TRECHO DO DOCUMENTO:
Lê-se, no Martirológio, no dia de hoje: "Na Marca de Ancona, na Itália, o bem-aventurado Liberato, franciscano". São Liberato, da família Brunforte, fez-se Manor, retirando-se, contrita e humildemente, a uma caverna das muitas que há em Soffiano, e ali faleceu por volta do ano de 1258, ao que se crê.
Ao que tudo indica, este Liberato é o frade de que trata os Fioretti, no capítulo XLVII, companheiro de Frei Humilde, a que o capítulo precedente se refere.
No sobredito convento de Soffiano viveu antigamente um frade menor, de tão grande santidade e graça, que parecia todo divino e frequentes vezes ficava este frade todo absorto em Deus e enlevado, porque tinha notavelmente a graça da contemplação, que vinham ter com ele passarinhos de diversas espécies e domesticamente posavam-lhe nas espáduas e na cabeça, nos braços e nas mãos, e cantavam maravilhosamente. Era ele solitário e raras vezes falava; mas quando lhe perguntavam alguma coisa, respondia tão graciosamente e tão sabiamente, que mais parecia um anjo do que homem, e era de grandíssima oração e contemplação, e os frades o tinham em grande reverência.

EXERCÍCIOS:
• a. De acordo com o texto sobre São Liberato, por volta de que ano ele faleceu?
• b. Liste todas as partes do corpo do frade em que, segundo o texto sobre São Liberato, os passarinhos pousavam.
• c. Continue o texto sobre São Liberato a partir da última frase apresentada.
O material a seguir não é necessário para resolver os exercícios.

MATERIAL FORNECIDO:
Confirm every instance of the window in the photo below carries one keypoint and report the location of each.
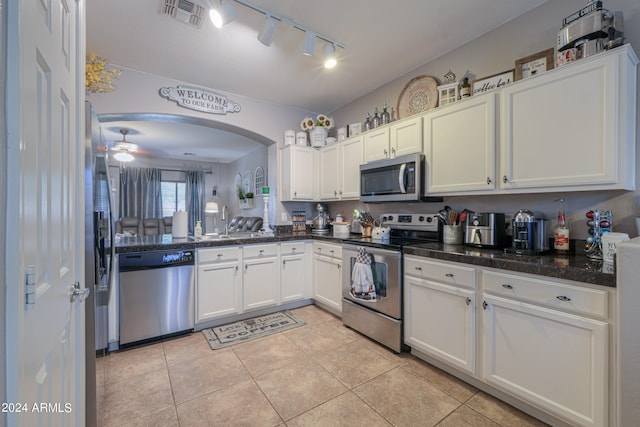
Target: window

RESPOSTAS ESPERADAS:
• a. Por volta do ano de 1258.

• b. Espáduas, cabeça, braços e mãos.

• c.
Acabando este frade o curso de sua vida virtuosa, segundo a disposição divina enfermou de morte, de modo que nenhuma coisa podia tomar, e com isto não queria receber nenhuma medicina carnal, mas toda a sua confiança era no médico celestial Jesus Cristo bendito e na sua bendita Mãe; da qual ele mereceu pela divina clemência de ser misericordiosamente visitado e consolado.
Pelo que, estando uma vez no leito e dispondo-se à morte com todo o coração e com toda a devoção, apareceu-lhe a gloriosa Virgem Maria, Mãe de Cristo, com grandíssima multidão esplendor e se aproximou do seu leito: e ele, olhando-a, recebeu grandíssimo conforto e alegria quanto à alma e quanto ao corpo; e começou a pedir-lhe, humildemente, que ela pedisse ao seu divino Filho para que, pelos seus méritos, o tirasse da prisão da mísera carne. E perseverando neste pedido com muitas lágrimas, a Virgem Maria, respondeu-lhe, chamando-o pelo nome, e disse-lhe:
- Não duvideis, filho, porque tua oração foi atendida, eu vim para confortar-te um pouco, antes de te partires desta vida.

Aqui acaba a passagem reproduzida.